- **What is needed**:
Repeat each record exactly. Any picture gets left out.

- **Recorded data**:
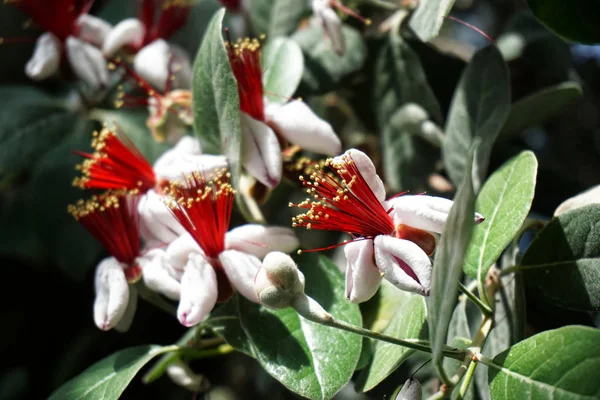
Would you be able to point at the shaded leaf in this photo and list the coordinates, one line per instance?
(504, 201)
(534, 366)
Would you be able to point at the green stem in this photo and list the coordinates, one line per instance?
(485, 309)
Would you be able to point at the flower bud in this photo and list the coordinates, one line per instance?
(279, 281)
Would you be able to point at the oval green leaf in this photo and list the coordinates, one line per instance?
(479, 108)
(562, 264)
(311, 360)
(108, 378)
(504, 201)
(283, 65)
(409, 322)
(558, 364)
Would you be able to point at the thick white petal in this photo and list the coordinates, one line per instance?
(45, 59)
(152, 63)
(198, 291)
(127, 32)
(112, 293)
(398, 259)
(125, 322)
(261, 153)
(259, 240)
(87, 63)
(159, 275)
(362, 275)
(158, 226)
(241, 268)
(296, 122)
(93, 29)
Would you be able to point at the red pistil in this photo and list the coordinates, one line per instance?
(112, 219)
(203, 207)
(343, 201)
(116, 164)
(56, 16)
(244, 57)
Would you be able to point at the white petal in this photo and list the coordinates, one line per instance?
(241, 268)
(261, 153)
(259, 239)
(129, 32)
(152, 63)
(366, 169)
(112, 293)
(198, 291)
(125, 322)
(158, 226)
(296, 122)
(45, 59)
(158, 274)
(399, 259)
(362, 275)
(93, 29)
(87, 63)
(180, 250)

- **Solution for this exercise**:
Would you be able to point at the shaded leaf in this photo and list the coordinates, one line per instance?
(504, 201)
(534, 366)
Would you be able to point at the green stem in this photo and list the coordinates, one line per instance?
(485, 309)
Would you be able to point at the flower bud in this photo and list the coordinates, one line per instance?
(279, 281)
Would you be able to point at the oval green leaf in this photo and list the coordinates, one line per instance?
(479, 108)
(562, 264)
(311, 360)
(108, 378)
(504, 201)
(283, 65)
(409, 322)
(558, 364)
Would you be able to point at the thick white petal in this photo and list the coordinates, one line per instance?
(45, 59)
(152, 63)
(198, 291)
(127, 32)
(112, 293)
(398, 259)
(125, 322)
(261, 153)
(259, 240)
(87, 63)
(159, 275)
(362, 275)
(158, 226)
(241, 268)
(296, 122)
(93, 29)
Would you be able to point at the red pistil in this photo and list the coordinates, one line per instance?
(112, 219)
(203, 207)
(343, 201)
(116, 164)
(56, 16)
(244, 57)
Would you be able to point at the white petal in this photo and list the coordinates, one line per instance?
(241, 268)
(261, 153)
(259, 239)
(129, 32)
(152, 63)
(366, 169)
(112, 293)
(198, 291)
(125, 322)
(158, 226)
(296, 122)
(45, 59)
(158, 274)
(399, 259)
(362, 275)
(93, 29)
(87, 63)
(180, 250)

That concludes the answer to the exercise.